-- WHAT YOU SHOULD DO --
Below are records; write all of them out exactly.

THE RECORDS Block Start

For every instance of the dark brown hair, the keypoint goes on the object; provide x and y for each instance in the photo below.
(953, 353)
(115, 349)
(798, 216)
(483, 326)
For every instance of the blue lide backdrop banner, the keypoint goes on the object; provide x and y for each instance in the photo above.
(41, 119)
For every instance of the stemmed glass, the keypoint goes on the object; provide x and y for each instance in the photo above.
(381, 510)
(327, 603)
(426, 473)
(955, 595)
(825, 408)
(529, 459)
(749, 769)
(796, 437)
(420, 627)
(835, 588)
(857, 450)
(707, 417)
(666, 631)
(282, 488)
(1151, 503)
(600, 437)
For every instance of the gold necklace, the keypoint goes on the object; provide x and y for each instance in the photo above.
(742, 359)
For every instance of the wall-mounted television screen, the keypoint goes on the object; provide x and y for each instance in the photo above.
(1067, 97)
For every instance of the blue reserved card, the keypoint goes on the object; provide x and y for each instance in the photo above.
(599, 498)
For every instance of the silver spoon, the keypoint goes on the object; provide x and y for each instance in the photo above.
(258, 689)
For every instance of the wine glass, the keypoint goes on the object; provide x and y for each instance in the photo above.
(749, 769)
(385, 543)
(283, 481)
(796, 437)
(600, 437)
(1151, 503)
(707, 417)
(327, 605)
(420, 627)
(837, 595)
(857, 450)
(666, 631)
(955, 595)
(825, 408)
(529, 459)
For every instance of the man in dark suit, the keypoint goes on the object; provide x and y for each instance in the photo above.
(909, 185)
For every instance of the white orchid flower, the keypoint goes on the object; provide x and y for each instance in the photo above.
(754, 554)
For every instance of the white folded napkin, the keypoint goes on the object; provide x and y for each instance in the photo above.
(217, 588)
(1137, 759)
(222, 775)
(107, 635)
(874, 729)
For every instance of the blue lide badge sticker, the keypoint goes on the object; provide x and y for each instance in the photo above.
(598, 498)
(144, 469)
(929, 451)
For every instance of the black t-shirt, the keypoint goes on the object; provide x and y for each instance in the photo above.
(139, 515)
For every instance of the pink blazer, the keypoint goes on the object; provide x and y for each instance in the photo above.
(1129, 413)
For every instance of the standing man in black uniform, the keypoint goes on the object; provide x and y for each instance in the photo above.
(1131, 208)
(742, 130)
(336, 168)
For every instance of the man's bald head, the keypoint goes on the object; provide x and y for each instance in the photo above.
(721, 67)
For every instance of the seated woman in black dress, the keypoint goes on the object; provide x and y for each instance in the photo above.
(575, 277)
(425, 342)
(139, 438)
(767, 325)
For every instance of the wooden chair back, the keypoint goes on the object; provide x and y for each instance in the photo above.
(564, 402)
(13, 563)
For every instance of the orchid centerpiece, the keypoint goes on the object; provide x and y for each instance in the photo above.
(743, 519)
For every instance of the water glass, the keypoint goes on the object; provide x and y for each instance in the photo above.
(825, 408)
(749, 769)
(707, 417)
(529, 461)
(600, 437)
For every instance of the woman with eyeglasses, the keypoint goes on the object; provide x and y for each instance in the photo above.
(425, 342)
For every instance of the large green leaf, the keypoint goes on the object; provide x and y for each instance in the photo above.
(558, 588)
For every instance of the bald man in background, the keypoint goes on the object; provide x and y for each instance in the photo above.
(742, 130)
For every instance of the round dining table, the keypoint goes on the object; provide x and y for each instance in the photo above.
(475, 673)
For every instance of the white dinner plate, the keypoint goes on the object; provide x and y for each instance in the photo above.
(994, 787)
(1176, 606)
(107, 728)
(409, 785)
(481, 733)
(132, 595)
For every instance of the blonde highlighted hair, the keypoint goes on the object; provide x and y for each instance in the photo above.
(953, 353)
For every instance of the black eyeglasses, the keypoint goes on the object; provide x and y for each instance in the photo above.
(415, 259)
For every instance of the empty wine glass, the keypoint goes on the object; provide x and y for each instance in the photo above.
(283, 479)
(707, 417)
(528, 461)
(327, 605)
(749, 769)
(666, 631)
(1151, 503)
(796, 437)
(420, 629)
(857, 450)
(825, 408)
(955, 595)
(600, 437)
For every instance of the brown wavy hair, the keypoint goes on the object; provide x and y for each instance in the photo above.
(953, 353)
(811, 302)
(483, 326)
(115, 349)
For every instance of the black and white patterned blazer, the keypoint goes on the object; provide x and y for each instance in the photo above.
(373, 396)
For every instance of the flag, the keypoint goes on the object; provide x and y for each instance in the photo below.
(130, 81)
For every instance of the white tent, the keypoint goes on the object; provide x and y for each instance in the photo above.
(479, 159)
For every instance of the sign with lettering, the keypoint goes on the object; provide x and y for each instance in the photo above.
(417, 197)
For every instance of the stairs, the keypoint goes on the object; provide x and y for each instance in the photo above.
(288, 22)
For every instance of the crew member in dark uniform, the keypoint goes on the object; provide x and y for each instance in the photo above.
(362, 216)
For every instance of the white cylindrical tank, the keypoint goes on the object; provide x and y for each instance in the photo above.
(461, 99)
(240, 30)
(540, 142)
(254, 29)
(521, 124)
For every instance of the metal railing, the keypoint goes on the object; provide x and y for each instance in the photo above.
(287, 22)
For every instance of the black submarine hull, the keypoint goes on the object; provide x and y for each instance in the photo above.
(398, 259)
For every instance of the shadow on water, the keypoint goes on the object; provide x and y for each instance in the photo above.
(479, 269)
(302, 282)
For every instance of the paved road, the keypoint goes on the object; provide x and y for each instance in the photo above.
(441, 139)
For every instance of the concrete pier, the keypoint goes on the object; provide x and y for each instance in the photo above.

THE RECORDS Block End

-- RESPONSE TO THIS EXERCISE --
For every instance of the dark brown hair, the keypoint goes on the object; provide x and y for each instance in the photo below.
(953, 353)
(115, 349)
(798, 216)
(483, 326)
For every instance of the blue lide backdrop banner, the keypoint goes on the object; provide x and y for each instance in the photo above.
(41, 119)
For every instance of the stemmed glass, the keypoint goes on the object; provide x and y for each instance in the photo above.
(381, 510)
(327, 603)
(426, 473)
(955, 595)
(825, 408)
(529, 459)
(749, 769)
(796, 437)
(420, 627)
(835, 588)
(857, 450)
(707, 417)
(666, 631)
(282, 488)
(1151, 503)
(600, 437)
For every instance of the gold necklace, the keypoint goes on the object; provide x and y for each instance in the photo above.
(742, 359)
For every instance of the wall-mounted television screen, the keypoint goes on the object; provide x and y for each instance in the photo above.
(1067, 97)
For every instance of the blue reserved card, the keypoint goes on the object; provide x and y for each instance in the photo above.
(599, 498)
For every instance of the silver spoon, the keypoint goes on the object; provide x and y for each instance in the photo above.
(258, 689)
For every instance of the wine glass, the keypoint goes on the object; provide x and y for each instance in the photo above.
(749, 769)
(385, 543)
(283, 481)
(796, 437)
(600, 437)
(1151, 503)
(707, 417)
(327, 605)
(420, 627)
(837, 595)
(857, 450)
(666, 631)
(955, 595)
(825, 408)
(529, 459)
For every instance of the man in dark suit, the keypoint goes on the object; provide x and y for each instance in the photo above.
(909, 185)
For every instance of the white orchid flower, the keypoint goes on the object; provide x and y for each instance in the photo above.
(754, 554)
For every instance of the white folded napkin, the keypoint goes on the object; provide x and y for each instance in the photo above.
(217, 588)
(1137, 759)
(222, 775)
(107, 635)
(874, 729)
For every instance of the blue lide badge sticker, the keypoint goes on the object; provide x and y for each instance in the photo above.
(598, 498)
(144, 469)
(929, 451)
For every instance of the black t-shirt, the keypoint goes on the object; provide x and y for each instance in the photo above.
(139, 515)
For every instance of the pink blazer, the keypoint goes on the object; provide x and y for each instance in the photo above.
(1129, 413)
For every instance of the standing man in black uniform, the keypoint goes on the object; provide x and y for each instance in the photo above.
(1131, 208)
(742, 130)
(336, 168)
For every instance of the man's bald head, the keypoint goes on the object; provide x and y for each instance in the photo above.
(721, 67)
For every instance of the seated woman in black dress, the keypoint goes on the object; provide x and y for each instance in the photo above.
(575, 277)
(425, 342)
(139, 438)
(767, 325)
For every instance of the wooden chair back, the keypoint goes on the object; provide x and y for each instance in the photo above.
(564, 402)
(13, 563)
For every instance of the orchid centerpiece, the keypoint goes on the object; provide x and y for each instance in the photo above.
(743, 519)
For every instance of the water glass, the keypoint goes on the object; provide x and y for each instance in the photo above.
(825, 408)
(749, 769)
(707, 417)
(529, 461)
(600, 437)
For every instance of the woman with eyeglasses, the keypoint goes on the object; provide x and y for each instance in the photo above.
(425, 342)
For every instance of the large green leaf, the keypoint goes on the object; provide x and y for each instance in the photo above.
(558, 588)
For every instance of the bald man in background, the keypoint goes on the object; provide x and y for each instance in the photo above.
(742, 130)
For every instance of the round dining table, the keypoint goes on the object; provide x and y for each instance in the photo above.
(475, 673)
For every instance of the white dinner plate, the keypoint goes on the object; provide x and y for each instance in the photo above.
(994, 787)
(1176, 606)
(107, 728)
(409, 785)
(481, 733)
(132, 595)
For every instance of the blonde highlighted hair, the keypoint goes on the object; provide x and y for each instance in the photo above.
(953, 353)
For every instance of the black eyeglasses, the keypoint goes on the object; provide x and y for each instance in the photo above.
(415, 259)
For every instance of the empty wine glass, the keypoint goes on the object; provide x and y for each instance in the photo above.
(283, 479)
(707, 417)
(528, 461)
(327, 605)
(749, 769)
(666, 631)
(1151, 503)
(796, 437)
(420, 629)
(857, 450)
(825, 408)
(955, 595)
(600, 437)
For every instance of the brown wavy hair, the keypoint goes on the object; provide x and y for each instance in the photo above.
(953, 353)
(811, 302)
(483, 326)
(115, 349)
For every instance of the black and white patterned blazer, the keypoint goes on the object; provide x and y for each instance in the photo above.
(373, 396)
For every instance of the flag, the keypoint goes on the object; provide x and y for each instance in the photo below.
(130, 81)
For every instance of the white tent, the keypoint goes on the object; provide x and y for each instance in the photo above.
(479, 159)
For every instance of the sign with lettering, the keypoint goes on the object; provide x and y for each instance in the photo above.
(417, 197)
For every instance of the stairs, the keypoint goes on the object; provide x and y for each instance in the photo above.
(288, 22)
For every instance of the crew member in dark uniform, the keypoint goes on the object; provide x and y for each instance in the photo above.
(362, 216)
For every instance of the white cylindrical tank, the keypoint goes on the object; provide x and y for each instance in the photo above.
(461, 99)
(240, 30)
(540, 142)
(254, 29)
(521, 124)
For every instance of the metal railing, the keypoint goes on the object; provide x and y for each instance in the photo above.
(287, 22)
For every instance of the black submarine hull, the keypoint goes on the object; provide x and y for each instance in the photo above.
(398, 259)
For every instance of the shadow on water, the keypoint goes on the object; provide x and y for each instance in the photo above.
(479, 269)
(302, 282)
For every instance of the paved road, the keypoint goes on the object; provide x and y for each instance in the photo above.
(441, 139)
For every instance of the concrete pier, the keypoint goes on the object; provide x and y for each instance in the photo above.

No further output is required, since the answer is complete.